[Passage for review]
Conflict of interest statement

The authors have no funding and conflicts of interest to disclose.

Figures

Figure 1.
Figure 1.
ROC curve of the cancer risk model. ROC curves of various machine learning models used to predict cancer risk. The models included are AdaBoost, gradient boosting, LightGBM, random forest, SVM, XGBoost, and logistic regression. The AUC values for each model are presented in the legend, with random forest and gradient boosting achieving the highest AUCs of 0.92, indicating superior performance in predicting cancer risk. The diagonal dashed line represents the performance of a random classifier (AUC = 0.5) for comparison. AdaBoost = adaptive boosting, AUC = area under the curve, LightGBM = light gradient boosting machine, ROC = receiver operating characteristic, SVM = support vector machine, XGBoost = extreme gradient boosting.
Figure 2.
Figure 2.
[/Passage for review]
[Record extracts]
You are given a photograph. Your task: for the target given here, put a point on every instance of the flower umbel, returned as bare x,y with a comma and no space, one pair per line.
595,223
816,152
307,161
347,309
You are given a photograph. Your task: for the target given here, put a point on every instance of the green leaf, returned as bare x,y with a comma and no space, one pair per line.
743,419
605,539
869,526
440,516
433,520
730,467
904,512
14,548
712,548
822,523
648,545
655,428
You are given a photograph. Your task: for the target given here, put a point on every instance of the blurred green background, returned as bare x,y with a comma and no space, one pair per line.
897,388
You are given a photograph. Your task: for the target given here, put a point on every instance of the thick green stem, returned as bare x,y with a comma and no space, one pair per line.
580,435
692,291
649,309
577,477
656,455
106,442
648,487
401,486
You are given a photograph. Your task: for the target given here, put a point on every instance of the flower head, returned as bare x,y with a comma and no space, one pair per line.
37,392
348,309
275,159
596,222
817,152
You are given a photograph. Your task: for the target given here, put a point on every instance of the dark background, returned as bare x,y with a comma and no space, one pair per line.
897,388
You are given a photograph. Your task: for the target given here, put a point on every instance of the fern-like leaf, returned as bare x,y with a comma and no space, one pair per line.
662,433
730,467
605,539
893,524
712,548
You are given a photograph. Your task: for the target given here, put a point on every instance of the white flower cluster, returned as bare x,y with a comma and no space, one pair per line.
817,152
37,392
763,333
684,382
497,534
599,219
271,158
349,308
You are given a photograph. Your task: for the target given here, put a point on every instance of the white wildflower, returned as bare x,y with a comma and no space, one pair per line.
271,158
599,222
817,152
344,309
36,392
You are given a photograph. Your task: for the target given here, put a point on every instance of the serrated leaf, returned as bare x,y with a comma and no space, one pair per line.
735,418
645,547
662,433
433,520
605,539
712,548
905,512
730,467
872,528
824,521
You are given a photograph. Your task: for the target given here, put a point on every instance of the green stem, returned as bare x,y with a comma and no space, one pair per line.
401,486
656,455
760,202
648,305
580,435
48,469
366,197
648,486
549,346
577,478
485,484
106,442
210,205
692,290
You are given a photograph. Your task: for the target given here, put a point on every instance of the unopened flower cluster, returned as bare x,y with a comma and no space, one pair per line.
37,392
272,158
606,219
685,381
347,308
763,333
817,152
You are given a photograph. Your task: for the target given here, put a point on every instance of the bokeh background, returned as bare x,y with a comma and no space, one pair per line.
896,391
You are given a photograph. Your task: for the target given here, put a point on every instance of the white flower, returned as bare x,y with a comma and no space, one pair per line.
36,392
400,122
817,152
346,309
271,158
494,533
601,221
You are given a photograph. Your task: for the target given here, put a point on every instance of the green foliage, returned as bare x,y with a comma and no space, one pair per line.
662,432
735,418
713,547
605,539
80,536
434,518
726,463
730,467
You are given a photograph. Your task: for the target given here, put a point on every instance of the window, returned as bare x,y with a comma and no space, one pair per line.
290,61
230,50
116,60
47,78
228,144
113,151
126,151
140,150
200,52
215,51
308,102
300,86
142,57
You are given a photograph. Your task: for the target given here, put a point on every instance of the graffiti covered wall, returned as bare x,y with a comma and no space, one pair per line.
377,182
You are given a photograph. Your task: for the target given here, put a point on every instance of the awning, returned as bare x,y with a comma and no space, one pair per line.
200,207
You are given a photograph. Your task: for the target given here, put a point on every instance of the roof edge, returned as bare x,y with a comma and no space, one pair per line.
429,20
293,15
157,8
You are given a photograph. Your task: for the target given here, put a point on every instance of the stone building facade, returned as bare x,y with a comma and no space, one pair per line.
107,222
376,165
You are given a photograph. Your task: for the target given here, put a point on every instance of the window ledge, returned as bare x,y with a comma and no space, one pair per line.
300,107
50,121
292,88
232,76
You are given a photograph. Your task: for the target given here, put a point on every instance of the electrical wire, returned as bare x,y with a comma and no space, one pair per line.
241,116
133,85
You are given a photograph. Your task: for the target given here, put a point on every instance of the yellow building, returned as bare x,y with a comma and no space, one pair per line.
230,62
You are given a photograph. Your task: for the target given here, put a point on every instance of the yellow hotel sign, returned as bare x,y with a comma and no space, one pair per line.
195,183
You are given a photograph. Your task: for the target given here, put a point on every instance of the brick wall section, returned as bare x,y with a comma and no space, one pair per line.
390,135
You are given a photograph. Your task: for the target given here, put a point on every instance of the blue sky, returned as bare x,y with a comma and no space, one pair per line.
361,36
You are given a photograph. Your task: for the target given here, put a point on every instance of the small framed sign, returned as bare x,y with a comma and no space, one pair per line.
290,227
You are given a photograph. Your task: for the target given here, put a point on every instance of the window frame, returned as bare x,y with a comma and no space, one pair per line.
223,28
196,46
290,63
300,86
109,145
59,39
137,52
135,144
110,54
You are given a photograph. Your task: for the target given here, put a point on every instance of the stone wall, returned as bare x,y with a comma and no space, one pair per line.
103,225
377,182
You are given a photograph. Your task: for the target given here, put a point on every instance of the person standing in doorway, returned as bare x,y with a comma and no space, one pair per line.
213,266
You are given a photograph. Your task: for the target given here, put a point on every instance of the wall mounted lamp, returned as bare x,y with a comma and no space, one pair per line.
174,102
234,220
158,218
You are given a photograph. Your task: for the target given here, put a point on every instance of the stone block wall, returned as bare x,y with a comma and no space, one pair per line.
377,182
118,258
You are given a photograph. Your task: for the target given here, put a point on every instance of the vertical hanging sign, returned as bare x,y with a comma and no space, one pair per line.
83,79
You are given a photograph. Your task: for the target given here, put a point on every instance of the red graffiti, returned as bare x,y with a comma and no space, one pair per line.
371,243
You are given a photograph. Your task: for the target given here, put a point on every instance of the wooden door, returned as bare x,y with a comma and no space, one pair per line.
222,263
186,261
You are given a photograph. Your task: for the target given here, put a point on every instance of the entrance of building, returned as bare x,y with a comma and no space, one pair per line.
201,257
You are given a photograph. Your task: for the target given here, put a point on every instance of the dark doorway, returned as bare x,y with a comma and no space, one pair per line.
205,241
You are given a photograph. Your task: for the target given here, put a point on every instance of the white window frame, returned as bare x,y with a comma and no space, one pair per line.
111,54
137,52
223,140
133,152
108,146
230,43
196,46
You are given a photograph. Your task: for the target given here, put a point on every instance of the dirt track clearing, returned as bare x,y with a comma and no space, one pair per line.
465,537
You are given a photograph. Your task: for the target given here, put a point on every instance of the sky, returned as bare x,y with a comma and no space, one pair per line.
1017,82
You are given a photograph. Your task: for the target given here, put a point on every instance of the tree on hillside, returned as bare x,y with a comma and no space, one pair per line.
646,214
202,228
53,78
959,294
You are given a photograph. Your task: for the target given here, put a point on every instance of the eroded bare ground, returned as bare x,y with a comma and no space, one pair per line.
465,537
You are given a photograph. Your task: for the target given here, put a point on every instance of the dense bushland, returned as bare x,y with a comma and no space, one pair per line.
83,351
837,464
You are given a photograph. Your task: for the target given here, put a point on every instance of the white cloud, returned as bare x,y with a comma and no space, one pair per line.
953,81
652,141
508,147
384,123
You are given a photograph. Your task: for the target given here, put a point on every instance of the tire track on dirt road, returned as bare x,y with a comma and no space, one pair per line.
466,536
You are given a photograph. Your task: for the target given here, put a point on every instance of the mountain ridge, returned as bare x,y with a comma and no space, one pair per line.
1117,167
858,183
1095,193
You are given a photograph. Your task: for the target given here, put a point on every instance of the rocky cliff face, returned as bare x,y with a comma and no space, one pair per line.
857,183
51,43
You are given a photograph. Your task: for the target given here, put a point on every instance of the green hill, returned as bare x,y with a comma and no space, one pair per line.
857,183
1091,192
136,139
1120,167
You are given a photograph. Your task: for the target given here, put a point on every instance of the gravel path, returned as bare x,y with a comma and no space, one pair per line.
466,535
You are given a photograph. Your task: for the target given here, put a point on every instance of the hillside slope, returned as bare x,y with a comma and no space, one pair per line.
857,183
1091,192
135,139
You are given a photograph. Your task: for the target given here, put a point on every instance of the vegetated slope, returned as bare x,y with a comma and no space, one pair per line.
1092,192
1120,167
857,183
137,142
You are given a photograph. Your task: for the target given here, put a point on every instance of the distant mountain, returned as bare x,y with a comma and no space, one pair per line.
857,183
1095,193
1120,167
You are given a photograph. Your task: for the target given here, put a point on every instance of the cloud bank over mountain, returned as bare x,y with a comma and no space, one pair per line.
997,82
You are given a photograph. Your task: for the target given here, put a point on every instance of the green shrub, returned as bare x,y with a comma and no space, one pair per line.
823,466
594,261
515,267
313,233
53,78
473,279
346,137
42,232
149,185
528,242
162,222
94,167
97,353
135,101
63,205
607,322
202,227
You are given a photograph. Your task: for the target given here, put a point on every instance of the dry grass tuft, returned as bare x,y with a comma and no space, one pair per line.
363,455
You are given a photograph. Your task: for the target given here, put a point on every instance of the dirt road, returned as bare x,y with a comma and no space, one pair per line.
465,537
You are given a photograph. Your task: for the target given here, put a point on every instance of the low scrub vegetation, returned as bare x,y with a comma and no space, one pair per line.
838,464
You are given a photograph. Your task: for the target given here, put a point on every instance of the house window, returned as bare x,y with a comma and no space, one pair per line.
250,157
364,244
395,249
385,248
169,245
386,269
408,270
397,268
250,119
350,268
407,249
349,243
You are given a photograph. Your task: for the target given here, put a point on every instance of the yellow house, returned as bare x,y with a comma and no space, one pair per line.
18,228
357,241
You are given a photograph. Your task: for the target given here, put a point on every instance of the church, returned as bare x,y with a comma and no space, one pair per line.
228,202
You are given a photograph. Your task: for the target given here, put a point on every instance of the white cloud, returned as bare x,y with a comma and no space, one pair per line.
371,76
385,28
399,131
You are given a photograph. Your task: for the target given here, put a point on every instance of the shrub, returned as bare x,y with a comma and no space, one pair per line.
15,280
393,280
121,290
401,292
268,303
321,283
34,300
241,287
[/Record extracts]
#### Description of the task:
Output the stretch of the cancer risk model text from "Conflict of interest" through "extreme gradient boosting.", copied word for word. The records are separate material and have no connection to the text on the cancer risk model.

#### Exercise result:
Conflict of interest statement

The authors have no funding and conflicts of interest to disclose.

Figures

Figure 1.
Figure 1.
ROC curve of the cancer risk model. ROC curves of various machine learning models used to predict cancer risk. The models included are AdaBoost, gradient boosting, LightGBM, random forest, SVM, XGBoost, and logistic regression. The AUC values for each model are presented in the legend, with random forest and gradient boosting achieving the highest AUCs of 0.92, indicating superior performance in predicting cancer risk. The diagonal dashed line represents the performance of a random classifier (AUC = 0.5) for comparison. AdaBoost = adaptive boosting, AUC = area under the curve, LightGBM = light gradient boosting machine, ROC = receiver operating characteristic, SVM = support vector machine, XGBoost = extreme gradient boosting.